%%
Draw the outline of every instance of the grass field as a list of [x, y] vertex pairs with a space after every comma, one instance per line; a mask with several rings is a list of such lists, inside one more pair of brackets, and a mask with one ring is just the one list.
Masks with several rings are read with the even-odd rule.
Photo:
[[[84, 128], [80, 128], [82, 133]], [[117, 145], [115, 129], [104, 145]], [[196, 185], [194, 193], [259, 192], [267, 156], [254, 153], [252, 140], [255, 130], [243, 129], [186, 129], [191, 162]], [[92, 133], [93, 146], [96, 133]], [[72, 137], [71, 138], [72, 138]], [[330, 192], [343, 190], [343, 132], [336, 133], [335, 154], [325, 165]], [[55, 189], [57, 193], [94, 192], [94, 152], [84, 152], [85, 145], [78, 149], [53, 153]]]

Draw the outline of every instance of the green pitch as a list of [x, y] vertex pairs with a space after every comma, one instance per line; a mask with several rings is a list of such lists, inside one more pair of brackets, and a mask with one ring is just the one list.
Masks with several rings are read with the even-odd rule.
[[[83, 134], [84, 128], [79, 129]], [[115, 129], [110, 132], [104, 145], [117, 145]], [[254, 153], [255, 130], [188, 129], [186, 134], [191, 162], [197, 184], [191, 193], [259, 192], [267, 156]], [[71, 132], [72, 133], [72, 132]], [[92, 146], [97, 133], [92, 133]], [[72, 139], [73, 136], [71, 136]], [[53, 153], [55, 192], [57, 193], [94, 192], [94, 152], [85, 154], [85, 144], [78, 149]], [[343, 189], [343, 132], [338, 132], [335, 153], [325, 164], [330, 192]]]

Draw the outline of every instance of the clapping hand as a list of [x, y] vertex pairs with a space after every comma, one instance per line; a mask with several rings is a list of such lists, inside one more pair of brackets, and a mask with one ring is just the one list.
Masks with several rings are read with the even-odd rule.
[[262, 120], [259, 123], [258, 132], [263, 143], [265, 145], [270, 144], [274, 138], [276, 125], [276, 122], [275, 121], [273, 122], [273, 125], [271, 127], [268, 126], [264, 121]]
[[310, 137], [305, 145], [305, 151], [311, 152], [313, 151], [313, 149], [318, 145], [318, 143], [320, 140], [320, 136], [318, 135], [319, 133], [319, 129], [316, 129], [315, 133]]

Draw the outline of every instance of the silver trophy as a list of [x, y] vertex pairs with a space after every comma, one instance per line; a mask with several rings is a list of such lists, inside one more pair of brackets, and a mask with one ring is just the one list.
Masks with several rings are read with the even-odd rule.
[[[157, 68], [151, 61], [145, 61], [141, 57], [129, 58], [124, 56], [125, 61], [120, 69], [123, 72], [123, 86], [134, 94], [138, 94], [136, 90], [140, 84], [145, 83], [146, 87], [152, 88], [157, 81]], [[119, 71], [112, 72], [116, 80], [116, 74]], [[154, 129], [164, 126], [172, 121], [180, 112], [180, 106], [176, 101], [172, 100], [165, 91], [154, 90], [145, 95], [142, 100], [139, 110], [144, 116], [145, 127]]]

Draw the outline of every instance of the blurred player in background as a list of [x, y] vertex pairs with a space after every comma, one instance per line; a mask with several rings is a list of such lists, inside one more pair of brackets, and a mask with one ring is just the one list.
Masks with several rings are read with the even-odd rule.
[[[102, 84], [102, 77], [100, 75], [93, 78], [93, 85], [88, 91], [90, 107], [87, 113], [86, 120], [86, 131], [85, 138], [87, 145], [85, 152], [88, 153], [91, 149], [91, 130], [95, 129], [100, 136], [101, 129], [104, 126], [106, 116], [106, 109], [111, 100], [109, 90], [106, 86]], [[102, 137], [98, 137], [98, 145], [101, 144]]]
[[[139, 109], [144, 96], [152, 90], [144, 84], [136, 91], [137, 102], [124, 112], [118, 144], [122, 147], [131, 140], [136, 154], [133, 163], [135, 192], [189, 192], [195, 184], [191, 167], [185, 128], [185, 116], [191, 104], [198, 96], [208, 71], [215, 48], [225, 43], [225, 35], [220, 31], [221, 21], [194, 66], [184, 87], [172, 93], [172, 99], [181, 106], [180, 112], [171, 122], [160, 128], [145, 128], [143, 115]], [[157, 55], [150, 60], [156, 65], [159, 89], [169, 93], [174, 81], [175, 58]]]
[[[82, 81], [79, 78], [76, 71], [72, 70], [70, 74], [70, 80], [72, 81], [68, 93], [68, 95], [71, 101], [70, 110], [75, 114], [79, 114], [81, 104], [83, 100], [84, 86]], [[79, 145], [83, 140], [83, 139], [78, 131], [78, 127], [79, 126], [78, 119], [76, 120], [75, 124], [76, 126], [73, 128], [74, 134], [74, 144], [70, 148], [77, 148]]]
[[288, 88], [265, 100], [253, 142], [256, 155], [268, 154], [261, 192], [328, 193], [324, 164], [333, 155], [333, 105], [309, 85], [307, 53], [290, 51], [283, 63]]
%%
* EXERCISE REQUIREMENTS:
Starting at the beginning of the records and going on through the line that contains "149], [53, 153]]]", write out those lines again, request lines included, and add 131 to every x and y vertex coordinate in the answers. Reproduce only those lines.

* EXERCISE OUTPUT:
Draw the outline of every instance of the grass field as a list of [x, y] vertex pairs with a space after every comma, one instance per line; a mask with several rings is a list of such lists, inside one more pair of brackets, and a mask with one ring is just the one list.
Masks with several rings are read with the even-odd rule.
Photo:
[[[215, 259], [211, 259], [213, 264]], [[248, 276], [246, 260], [235, 276]], [[327, 316], [325, 324], [390, 323], [398, 287], [385, 284], [383, 271], [386, 261], [374, 260], [317, 260], [322, 293]], [[223, 264], [224, 277], [227, 264]], [[203, 268], [202, 269], [203, 269]], [[461, 323], [474, 321], [474, 263], [467, 264], [466, 285], [456, 296]], [[186, 320], [188, 324], [225, 323], [225, 283], [215, 283], [216, 276], [209, 280], [184, 284]]]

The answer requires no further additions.